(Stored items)
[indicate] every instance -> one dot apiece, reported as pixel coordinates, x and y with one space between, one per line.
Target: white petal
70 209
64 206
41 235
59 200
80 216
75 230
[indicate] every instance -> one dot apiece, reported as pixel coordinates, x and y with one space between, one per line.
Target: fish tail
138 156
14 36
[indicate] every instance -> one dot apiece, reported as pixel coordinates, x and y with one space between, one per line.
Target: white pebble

...

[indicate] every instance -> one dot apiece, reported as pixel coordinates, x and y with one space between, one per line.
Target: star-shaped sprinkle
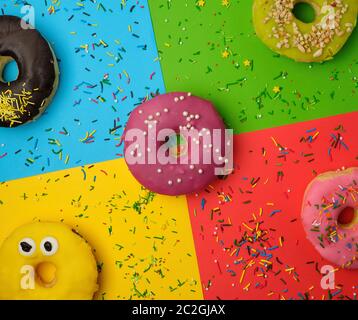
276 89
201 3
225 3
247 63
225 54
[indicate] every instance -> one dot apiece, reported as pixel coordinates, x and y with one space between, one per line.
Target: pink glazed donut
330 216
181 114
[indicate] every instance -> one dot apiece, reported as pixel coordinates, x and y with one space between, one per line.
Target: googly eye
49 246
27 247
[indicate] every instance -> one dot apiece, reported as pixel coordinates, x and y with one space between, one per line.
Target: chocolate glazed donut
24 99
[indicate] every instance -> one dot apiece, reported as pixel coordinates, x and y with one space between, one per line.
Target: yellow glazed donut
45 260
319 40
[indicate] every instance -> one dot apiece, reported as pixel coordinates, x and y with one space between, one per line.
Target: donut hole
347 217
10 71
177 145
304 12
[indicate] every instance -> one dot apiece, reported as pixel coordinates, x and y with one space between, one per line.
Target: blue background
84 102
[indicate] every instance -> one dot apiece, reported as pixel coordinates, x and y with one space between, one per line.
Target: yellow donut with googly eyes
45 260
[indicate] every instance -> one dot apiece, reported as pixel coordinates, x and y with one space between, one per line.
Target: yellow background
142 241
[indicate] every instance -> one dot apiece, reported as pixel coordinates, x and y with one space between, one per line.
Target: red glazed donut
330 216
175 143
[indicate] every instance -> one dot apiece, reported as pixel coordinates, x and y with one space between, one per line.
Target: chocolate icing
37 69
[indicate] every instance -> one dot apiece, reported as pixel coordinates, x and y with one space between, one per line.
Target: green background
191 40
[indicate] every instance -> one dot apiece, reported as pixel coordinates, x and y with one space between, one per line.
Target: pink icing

**Directions**
From the records above, copy only the lines starting with the line that holds "Target: yellow donut with googly eyes" and going on through the line that holds "Target: pink icing", exactly as written.

**Final answer**
Target: yellow donut with googly eyes
45 260
[indicate] every instance -> one dot apiece, reported as pixel coordinates, x and y with one space between, one per line.
Target: yellow background
142 241
[indicate] every instance -> one dot apiece, reported as pixel coordinates, x and y with one space between, one per line.
Target: red glazed donut
330 216
175 143
[indicate] every instance -> one dot apiece, reported as pixel coordinates, x and y with one space between, one per line.
Target: chocolate icing
37 69
[indicate] every instance -> one dot apiece, reported as pixel coordinates, x and y with one space between, one per line.
Target: green background
191 40
[indicate] every instance -> one dot apiece, reported as pixel coordinates, x and y with one space between, one per line.
Target: pink icing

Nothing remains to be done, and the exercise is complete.